● **Given information**
>> begin
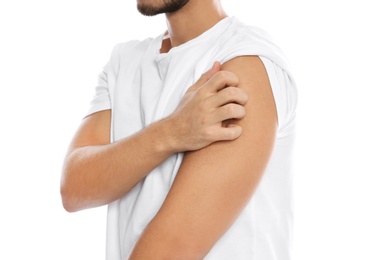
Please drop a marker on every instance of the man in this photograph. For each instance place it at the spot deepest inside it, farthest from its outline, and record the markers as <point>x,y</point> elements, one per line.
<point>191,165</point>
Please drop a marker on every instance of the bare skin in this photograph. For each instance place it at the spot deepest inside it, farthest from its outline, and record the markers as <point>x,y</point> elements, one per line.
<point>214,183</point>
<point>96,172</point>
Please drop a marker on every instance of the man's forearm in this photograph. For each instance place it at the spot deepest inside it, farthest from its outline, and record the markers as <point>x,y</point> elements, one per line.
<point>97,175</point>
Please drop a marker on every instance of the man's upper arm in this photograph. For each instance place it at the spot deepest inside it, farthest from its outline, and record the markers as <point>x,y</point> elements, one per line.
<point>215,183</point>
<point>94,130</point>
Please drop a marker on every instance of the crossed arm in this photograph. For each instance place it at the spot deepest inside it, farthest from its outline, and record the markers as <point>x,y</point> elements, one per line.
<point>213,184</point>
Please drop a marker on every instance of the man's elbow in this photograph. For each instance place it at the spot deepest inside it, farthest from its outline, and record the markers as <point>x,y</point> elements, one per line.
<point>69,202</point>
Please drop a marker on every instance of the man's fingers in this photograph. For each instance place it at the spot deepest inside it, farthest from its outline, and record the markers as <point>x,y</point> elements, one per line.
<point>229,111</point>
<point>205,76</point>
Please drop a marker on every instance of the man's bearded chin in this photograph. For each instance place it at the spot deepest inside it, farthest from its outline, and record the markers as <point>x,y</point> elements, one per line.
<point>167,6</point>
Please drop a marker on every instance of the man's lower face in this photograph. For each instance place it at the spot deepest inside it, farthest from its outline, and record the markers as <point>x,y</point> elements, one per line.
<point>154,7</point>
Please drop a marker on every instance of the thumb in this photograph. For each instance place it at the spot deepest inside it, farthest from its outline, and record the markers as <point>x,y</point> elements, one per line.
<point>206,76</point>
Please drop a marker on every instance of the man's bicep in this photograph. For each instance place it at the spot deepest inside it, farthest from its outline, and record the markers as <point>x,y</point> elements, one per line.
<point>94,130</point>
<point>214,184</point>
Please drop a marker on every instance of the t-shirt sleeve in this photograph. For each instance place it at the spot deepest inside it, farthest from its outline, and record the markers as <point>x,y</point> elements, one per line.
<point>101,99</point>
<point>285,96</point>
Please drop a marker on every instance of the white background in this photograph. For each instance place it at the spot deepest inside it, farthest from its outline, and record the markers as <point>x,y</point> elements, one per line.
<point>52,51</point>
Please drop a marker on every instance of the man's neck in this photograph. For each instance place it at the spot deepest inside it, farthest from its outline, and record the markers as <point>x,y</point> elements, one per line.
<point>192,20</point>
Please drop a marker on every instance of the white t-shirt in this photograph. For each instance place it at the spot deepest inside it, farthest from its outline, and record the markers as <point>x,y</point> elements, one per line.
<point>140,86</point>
>> end
● **Given problem**
Turn the material into a JSON list of strings, one string per line with blank lines left out, starting with the line containing "Please drop a marker on every instance of the man's bearded" and going on through the line containing "<point>167,6</point>". Include both of those lines and nothing else.

● **Result of this task**
[
  "Please drop a marker on every instance of the man's bearded chin in this photograph. For each instance place it at the spot deepest inside it, farthest from its outline, and record the markers as <point>x,y</point> elements, one per line.",
  "<point>167,6</point>"
]